What the exercise asks:
Please return, unchanged, the lines starting at the one that contains "Annotation guideline — the target class is green" and ending at the one that contains "259;0;613;196", including both of those lines.

Data lines:
################
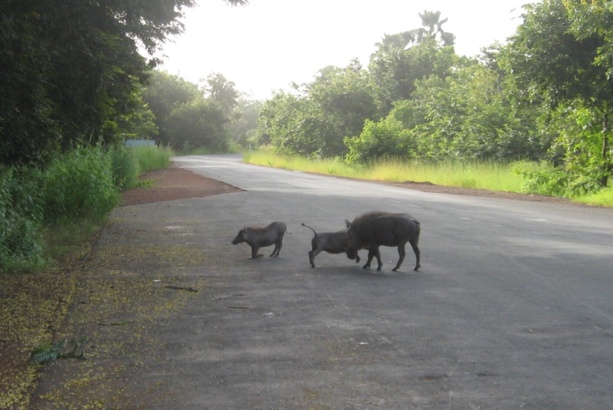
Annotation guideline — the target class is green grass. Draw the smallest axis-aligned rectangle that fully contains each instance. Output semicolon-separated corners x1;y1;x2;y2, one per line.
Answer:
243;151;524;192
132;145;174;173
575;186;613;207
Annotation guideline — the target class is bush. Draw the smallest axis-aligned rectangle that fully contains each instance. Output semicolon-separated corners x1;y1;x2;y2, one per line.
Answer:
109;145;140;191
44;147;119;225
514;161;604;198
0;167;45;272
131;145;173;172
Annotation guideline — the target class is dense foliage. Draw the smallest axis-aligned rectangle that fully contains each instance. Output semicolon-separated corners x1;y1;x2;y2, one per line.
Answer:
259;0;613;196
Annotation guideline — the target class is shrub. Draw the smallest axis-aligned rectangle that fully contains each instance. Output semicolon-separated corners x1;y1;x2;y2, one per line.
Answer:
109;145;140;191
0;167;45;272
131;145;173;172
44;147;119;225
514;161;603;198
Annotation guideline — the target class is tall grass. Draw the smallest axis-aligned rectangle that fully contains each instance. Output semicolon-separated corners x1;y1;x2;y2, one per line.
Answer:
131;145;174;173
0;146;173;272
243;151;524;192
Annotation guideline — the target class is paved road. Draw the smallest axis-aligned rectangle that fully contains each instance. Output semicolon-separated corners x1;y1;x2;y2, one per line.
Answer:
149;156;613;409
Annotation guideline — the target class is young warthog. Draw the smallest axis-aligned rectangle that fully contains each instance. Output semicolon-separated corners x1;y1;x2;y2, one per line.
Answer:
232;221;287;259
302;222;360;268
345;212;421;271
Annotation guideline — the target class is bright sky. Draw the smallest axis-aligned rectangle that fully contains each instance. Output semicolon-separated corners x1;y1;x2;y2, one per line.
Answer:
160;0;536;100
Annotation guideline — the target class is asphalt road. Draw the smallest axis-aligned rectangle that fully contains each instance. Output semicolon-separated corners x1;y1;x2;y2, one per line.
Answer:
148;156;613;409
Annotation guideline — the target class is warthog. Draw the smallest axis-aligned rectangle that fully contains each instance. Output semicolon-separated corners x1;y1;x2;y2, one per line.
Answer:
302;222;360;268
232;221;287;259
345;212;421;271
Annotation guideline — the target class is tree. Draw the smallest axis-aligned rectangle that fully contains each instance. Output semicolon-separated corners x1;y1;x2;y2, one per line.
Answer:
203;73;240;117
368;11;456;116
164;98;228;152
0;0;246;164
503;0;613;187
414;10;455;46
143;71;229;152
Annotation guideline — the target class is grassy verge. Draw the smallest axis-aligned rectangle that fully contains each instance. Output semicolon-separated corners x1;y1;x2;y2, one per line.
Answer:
################
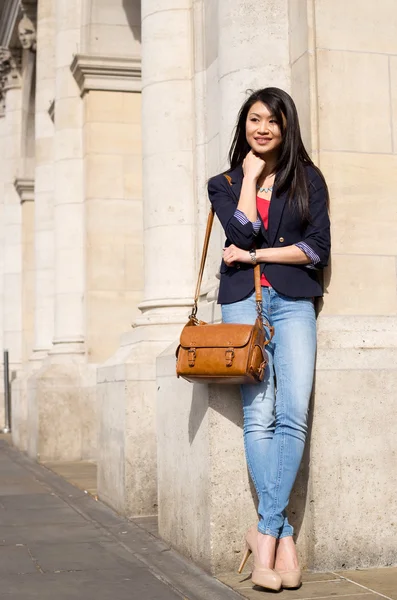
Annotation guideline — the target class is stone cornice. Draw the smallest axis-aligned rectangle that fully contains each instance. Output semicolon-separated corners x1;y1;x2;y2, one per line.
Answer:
################
Reply to the exercise:
Annotation guideline — the target class is green grass. Draw the smallest axis-aligned rectangle that fully contains each instance. Output semicolon-separated corners x1;y1;x2;y2, one per line.
Answer:
243;151;524;192
132;145;174;173
575;186;613;207
Annotation guideline — the target class is bush. Draw the smallest axis-aligned rectangle that fully contains each instance. Output semicolon-separated corners x1;y1;x2;y2, one per line.
Answer:
109;145;140;191
44;147;119;225
514;161;604;198
0;167;45;272
131;145;173;172
Annotation guideline — the target class is dense foliage. Draw the smallest axis-aligned rectangle that fully contains each instance. Output semicolon-separated corners x1;y1;x2;y2, one per line.
Answer:
259;0;613;196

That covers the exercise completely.